- Task to carry out -
Please recast the lines below as a JSON list of strings, one string per line, starting with the first line and stopping after the line that contains "10;0;236;84". Omit blank lines and leave the pictures out.

- Records shown -

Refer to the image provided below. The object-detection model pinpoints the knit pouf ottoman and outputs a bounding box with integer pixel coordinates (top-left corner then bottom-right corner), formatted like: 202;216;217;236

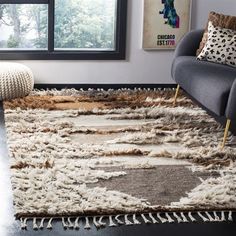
0;62;34;101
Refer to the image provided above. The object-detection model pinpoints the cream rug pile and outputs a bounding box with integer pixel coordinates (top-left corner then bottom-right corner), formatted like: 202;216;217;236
4;89;236;229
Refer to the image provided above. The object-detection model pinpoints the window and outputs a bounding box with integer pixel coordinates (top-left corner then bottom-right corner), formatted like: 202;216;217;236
0;0;127;60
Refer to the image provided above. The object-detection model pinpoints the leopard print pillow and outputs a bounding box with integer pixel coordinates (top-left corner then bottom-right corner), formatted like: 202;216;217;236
197;21;236;67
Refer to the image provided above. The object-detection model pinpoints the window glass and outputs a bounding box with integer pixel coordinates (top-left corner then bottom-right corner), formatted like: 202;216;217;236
54;0;117;51
0;4;48;50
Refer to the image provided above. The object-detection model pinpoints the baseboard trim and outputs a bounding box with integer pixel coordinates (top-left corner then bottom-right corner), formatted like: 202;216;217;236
34;84;177;90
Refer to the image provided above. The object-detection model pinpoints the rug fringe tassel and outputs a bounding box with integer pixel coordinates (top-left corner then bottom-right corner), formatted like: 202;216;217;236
20;211;234;230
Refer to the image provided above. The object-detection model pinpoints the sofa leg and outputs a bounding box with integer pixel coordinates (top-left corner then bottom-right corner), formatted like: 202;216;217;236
174;85;180;106
221;119;231;150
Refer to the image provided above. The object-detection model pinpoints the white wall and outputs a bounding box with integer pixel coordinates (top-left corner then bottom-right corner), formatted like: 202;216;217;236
10;0;236;84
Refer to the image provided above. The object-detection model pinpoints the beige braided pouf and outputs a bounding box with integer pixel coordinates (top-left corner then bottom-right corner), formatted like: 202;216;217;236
0;62;34;101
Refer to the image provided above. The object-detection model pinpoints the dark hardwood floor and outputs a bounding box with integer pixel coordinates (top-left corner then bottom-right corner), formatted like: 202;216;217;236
0;103;236;236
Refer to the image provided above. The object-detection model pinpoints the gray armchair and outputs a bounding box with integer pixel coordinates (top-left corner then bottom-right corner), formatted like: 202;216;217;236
171;30;236;147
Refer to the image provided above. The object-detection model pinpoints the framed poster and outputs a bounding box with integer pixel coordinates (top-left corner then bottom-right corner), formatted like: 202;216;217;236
143;0;191;50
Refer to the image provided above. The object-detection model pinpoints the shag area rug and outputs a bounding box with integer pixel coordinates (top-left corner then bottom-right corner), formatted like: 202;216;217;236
4;89;236;229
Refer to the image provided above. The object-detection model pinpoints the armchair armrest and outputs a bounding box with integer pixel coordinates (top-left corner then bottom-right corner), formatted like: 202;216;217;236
174;29;204;58
225;78;236;120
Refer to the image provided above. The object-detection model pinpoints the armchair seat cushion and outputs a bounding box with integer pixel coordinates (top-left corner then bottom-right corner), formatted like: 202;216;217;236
172;56;236;116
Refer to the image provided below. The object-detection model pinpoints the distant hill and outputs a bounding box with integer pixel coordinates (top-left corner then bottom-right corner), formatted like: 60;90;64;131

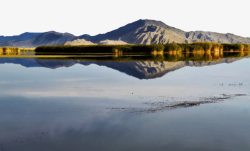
0;20;250;47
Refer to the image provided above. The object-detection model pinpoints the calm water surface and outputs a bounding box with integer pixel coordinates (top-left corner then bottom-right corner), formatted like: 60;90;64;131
0;58;250;151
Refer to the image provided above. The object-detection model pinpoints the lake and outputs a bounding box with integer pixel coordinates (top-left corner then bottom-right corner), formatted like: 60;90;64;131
0;51;250;151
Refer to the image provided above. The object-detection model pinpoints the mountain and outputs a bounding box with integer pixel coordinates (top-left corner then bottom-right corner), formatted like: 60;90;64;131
0;31;76;47
0;19;250;47
0;58;242;79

- Answer to this task -
[
  "Refer to the image provided below. The object-detection model pinpoints the knit pouf ottoman and outputs a bounding box with integer pixel coordinates (top-left corner then bottom-right corner), formatted like: 202;216;217;236",
  "0;62;34;101",
  "Refer to the image provided above. The object-detection model pinpoints the cream rug pile and outputs a bounding box with integer pixel coordinates (top-left corner then bottom-right corner), formatted like: 202;216;217;236",
  "4;89;236;229",
  "Refer to the image provided above. The object-detection model pinpoints the window and outputs a bounding box with integer pixel coordinates (top-left corner then bottom-right corner), formatted like: 202;216;217;236",
  "0;0;127;60",
  "Refer to the image provided above. The object-detection model pinpoints the leopard print pillow and outputs a bounding box with integer pixel coordinates (top-left corner then bottom-right corner), formatted like: 202;216;217;236",
  "197;21;236;67",
  "Refer to the image provided above. The object-detection model pinpoints the window glass and outputs a bounding box with integer pixel coordinates (top-left corner then bottom-right corner), formatted like: 202;216;217;236",
  "54;0;117;51",
  "0;4;48;50",
  "Refer to the image provided above. The object-detection model pinpoints the baseboard trim and outputs a bounding box with integer pixel coordinates (top-left corner then bottom-right corner), formatted like: 202;216;217;236",
  "34;84;177;90",
  "Refer to the image provided above. The object-detection model pinpoints the rug fringe tassel and outputs a bounding box with integer pixel coordinates (top-left corner then bottom-right corner), formatted like: 202;216;217;236",
  "20;211;234;230",
  "Refer to the image provided above. The object-detection model pinpoints the sofa leg and outputs a bounding box with integer pixel coordinates (top-left corner then bottom-right corner), formatted like: 202;216;217;236",
  "174;85;180;106",
  "221;119;231;150",
  "Refer to the image provided above. The object-detection model pinpoints the white wall and outputs a bounding box with integer pixel coordinates (top-left corner then bottom-right corner), formatted like: 202;216;217;236",
  "10;0;236;84"
]